==== Supplied material

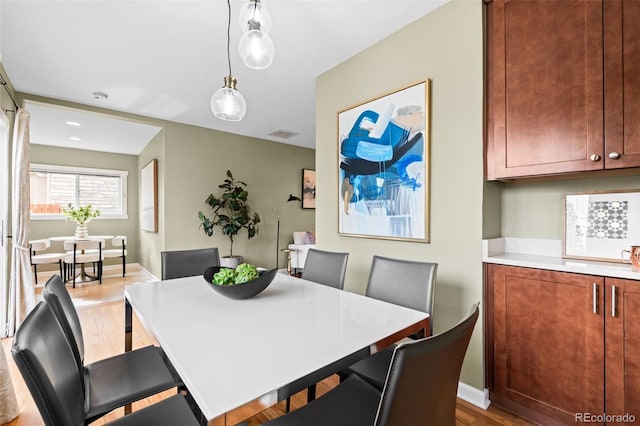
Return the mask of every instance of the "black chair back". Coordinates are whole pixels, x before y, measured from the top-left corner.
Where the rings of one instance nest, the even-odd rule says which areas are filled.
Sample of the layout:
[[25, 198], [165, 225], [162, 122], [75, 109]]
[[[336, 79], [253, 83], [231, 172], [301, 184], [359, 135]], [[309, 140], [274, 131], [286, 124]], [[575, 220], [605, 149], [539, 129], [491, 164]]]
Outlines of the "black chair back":
[[163, 251], [162, 279], [193, 277], [201, 275], [209, 266], [220, 266], [220, 254], [217, 247]]
[[366, 295], [433, 316], [437, 271], [437, 263], [373, 256]]
[[453, 328], [396, 347], [376, 426], [456, 424], [458, 381], [478, 305]]
[[13, 339], [11, 354], [46, 425], [84, 424], [84, 386], [56, 315], [40, 302]]
[[342, 290], [348, 259], [349, 253], [309, 249], [302, 270], [302, 279]]
[[[71, 349], [79, 368], [84, 365], [84, 336], [78, 311], [73, 305], [67, 286], [58, 275], [52, 275], [44, 285], [42, 298], [47, 302], [53, 313], [58, 318], [67, 339], [71, 343]], [[75, 343], [75, 346], [74, 346]]]

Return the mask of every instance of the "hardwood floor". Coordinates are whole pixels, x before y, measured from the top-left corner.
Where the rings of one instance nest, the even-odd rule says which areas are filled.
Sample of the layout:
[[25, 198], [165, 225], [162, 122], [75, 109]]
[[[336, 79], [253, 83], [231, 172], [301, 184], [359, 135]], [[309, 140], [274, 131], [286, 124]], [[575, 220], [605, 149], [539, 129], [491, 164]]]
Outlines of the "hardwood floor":
[[[136, 265], [128, 265], [127, 276], [122, 278], [120, 268], [105, 268], [102, 285], [97, 282], [77, 285], [75, 289], [69, 288], [74, 299], [78, 314], [82, 322], [83, 334], [85, 339], [85, 359], [87, 362], [93, 362], [110, 355], [117, 354], [123, 350], [123, 329], [124, 329], [124, 286], [127, 284], [148, 281], [151, 279], [143, 270]], [[46, 282], [48, 275], [42, 273], [38, 275], [38, 282]], [[36, 291], [38, 297], [40, 290]], [[134, 319], [135, 320], [135, 319]], [[133, 333], [133, 346], [141, 347], [148, 344], [155, 344], [152, 336], [148, 335], [142, 325], [135, 320]], [[20, 405], [21, 414], [9, 422], [9, 426], [35, 426], [42, 425], [42, 419], [38, 413], [31, 395], [22, 377], [20, 376], [10, 354], [11, 339], [2, 339], [2, 347], [5, 350], [7, 359], [10, 363], [11, 378], [13, 381], [18, 403]], [[322, 395], [332, 387], [336, 386], [338, 379], [336, 376], [318, 384], [317, 393]], [[133, 405], [133, 409], [139, 409], [147, 405], [153, 404], [173, 395], [175, 391], [167, 391], [162, 394], [147, 398], [146, 400], [137, 402]], [[301, 392], [293, 396], [291, 405], [293, 409], [304, 405], [306, 401], [306, 392]], [[257, 426], [267, 420], [273, 419], [284, 414], [284, 403], [270, 407], [263, 412], [249, 418], [247, 423], [249, 426]], [[93, 425], [102, 425], [123, 415], [123, 409], [114, 410], [102, 419], [97, 420]], [[237, 415], [238, 421], [243, 420], [241, 414]], [[488, 410], [479, 409], [465, 401], [458, 400], [458, 408], [456, 410], [457, 425], [478, 425], [478, 426], [497, 426], [497, 425], [530, 425], [523, 419], [519, 419], [509, 413], [497, 408], [489, 407]]]

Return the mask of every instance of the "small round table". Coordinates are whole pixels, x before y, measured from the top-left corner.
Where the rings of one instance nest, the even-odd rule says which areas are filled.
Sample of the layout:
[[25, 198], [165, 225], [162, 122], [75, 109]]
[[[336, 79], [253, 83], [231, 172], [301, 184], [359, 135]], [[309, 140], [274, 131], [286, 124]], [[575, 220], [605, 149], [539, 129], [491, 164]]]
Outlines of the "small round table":
[[[65, 241], [83, 241], [83, 240], [109, 240], [113, 239], [113, 235], [87, 235], [86, 237], [76, 237], [76, 236], [68, 236], [68, 237], [49, 237], [49, 241], [57, 241], [57, 242], [65, 242]], [[82, 250], [84, 253], [84, 250]], [[91, 281], [97, 280], [98, 277], [89, 275], [84, 268], [84, 263], [80, 264], [80, 274], [76, 276], [76, 282], [79, 283], [88, 283]], [[67, 282], [72, 281], [72, 279], [67, 279]]]

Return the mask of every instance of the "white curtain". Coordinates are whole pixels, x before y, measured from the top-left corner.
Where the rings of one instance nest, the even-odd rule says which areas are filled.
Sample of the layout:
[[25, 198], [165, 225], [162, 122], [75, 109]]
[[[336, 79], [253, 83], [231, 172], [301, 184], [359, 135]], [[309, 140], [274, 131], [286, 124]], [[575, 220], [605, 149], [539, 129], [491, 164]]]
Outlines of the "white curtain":
[[[8, 153], [7, 145], [9, 144], [9, 120], [7, 116], [4, 114], [4, 111], [0, 110], [0, 149], [4, 150], [3, 154]], [[8, 169], [6, 167], [7, 164], [2, 164], [3, 169]], [[0, 173], [5, 173], [6, 170], [0, 171]], [[8, 175], [5, 178], [8, 179]], [[4, 194], [4, 191], [0, 191], [0, 193]], [[7, 199], [0, 200], [0, 203], [7, 202]], [[0, 212], [2, 214], [2, 212]], [[6, 231], [4, 231], [6, 234]], [[5, 235], [2, 235], [2, 238], [5, 238]], [[6, 241], [6, 240], [5, 240]], [[4, 250], [4, 247], [0, 244], [0, 248]], [[5, 251], [6, 254], [6, 251]], [[2, 257], [2, 256], [0, 256]], [[6, 259], [4, 259], [6, 261]], [[4, 267], [0, 268], [3, 274], [6, 273], [6, 269]], [[6, 330], [4, 329], [6, 324], [6, 314], [8, 312], [8, 304], [7, 302], [7, 288], [4, 285], [6, 283], [6, 276], [0, 277], [0, 325], [2, 325], [2, 330], [0, 330], [0, 337], [4, 337]], [[18, 408], [18, 401], [16, 399], [16, 393], [13, 390], [13, 384], [11, 383], [11, 375], [9, 374], [9, 366], [7, 364], [7, 357], [4, 353], [2, 345], [0, 345], [0, 424], [8, 423], [12, 419], [20, 414], [20, 410]]]
[[9, 279], [9, 334], [12, 335], [35, 305], [29, 261], [29, 120], [20, 108], [13, 126], [12, 222], [13, 249]]

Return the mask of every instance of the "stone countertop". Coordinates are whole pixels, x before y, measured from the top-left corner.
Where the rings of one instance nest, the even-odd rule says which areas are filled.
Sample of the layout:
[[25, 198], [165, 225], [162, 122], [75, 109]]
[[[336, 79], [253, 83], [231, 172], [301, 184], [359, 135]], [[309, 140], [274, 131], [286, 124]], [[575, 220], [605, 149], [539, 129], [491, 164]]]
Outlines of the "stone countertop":
[[527, 238], [494, 238], [483, 241], [485, 263], [547, 269], [585, 275], [640, 281], [640, 271], [618, 262], [567, 259], [562, 257], [562, 242]]

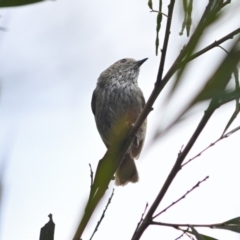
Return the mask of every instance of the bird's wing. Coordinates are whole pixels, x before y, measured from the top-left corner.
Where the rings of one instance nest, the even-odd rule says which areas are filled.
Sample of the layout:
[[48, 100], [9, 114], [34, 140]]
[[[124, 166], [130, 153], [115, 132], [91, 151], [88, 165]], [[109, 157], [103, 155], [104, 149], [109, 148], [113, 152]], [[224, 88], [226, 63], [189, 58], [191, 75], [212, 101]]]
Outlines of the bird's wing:
[[[141, 96], [141, 100], [142, 100], [142, 109], [145, 106], [145, 99], [143, 97], [143, 95]], [[131, 157], [138, 159], [139, 155], [142, 151], [142, 147], [144, 144], [144, 139], [145, 139], [145, 135], [146, 135], [146, 127], [147, 127], [147, 120], [144, 121], [143, 125], [140, 127], [139, 131], [137, 132], [132, 146], [131, 146]]]
[[[140, 156], [140, 153], [142, 151], [142, 147], [143, 147], [144, 140], [145, 140], [145, 134], [146, 134], [146, 124], [147, 124], [147, 122], [145, 120], [145, 122], [143, 123], [143, 125], [141, 127], [144, 129], [143, 130], [144, 132], [142, 133], [144, 135], [143, 138], [140, 140], [138, 137], [138, 133], [137, 133], [133, 140], [133, 143], [131, 145], [130, 155], [134, 159], [138, 159]], [[141, 131], [141, 128], [140, 128], [140, 131]]]
[[144, 99], [143, 95], [141, 96], [141, 99], [142, 99], [142, 108], [144, 108], [145, 107], [145, 99]]
[[92, 106], [92, 112], [95, 115], [95, 107], [96, 107], [96, 92], [95, 90], [93, 91], [93, 95], [92, 95], [92, 102], [91, 102], [91, 106]]

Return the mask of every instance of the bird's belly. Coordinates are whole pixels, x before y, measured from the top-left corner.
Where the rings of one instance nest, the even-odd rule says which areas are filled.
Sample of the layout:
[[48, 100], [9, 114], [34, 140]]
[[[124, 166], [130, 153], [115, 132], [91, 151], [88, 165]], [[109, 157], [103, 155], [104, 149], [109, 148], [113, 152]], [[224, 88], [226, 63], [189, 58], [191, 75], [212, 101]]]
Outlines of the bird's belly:
[[132, 88], [104, 89], [97, 101], [97, 128], [107, 146], [126, 126], [134, 123], [142, 105], [138, 94]]

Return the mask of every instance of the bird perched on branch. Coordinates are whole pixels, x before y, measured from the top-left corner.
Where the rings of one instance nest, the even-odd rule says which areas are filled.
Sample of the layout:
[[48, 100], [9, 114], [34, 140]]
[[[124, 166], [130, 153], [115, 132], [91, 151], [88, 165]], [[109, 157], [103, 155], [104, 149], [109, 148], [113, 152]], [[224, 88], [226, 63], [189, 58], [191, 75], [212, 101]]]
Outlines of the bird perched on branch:
[[[132, 126], [145, 105], [137, 80], [140, 66], [146, 60], [147, 58], [140, 61], [121, 59], [103, 71], [98, 78], [92, 96], [92, 111], [107, 148], [111, 147], [113, 139], [120, 133], [122, 124]], [[116, 185], [138, 181], [134, 159], [139, 157], [142, 150], [146, 126], [145, 120], [116, 172]]]

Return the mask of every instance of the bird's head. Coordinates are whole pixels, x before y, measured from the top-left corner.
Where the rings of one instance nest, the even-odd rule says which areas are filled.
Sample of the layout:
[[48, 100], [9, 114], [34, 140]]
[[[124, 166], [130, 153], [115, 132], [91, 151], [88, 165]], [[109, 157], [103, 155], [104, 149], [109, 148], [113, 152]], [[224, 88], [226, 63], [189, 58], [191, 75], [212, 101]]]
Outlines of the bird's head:
[[140, 61], [136, 61], [132, 58], [123, 58], [107, 68], [100, 75], [100, 80], [103, 80], [105, 83], [109, 80], [137, 82], [140, 66], [146, 60], [147, 58], [144, 58]]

========

Exercise aim
Line count for "Return": state how many lines of the records contain it, and give only the number.

Answer to this exercise
9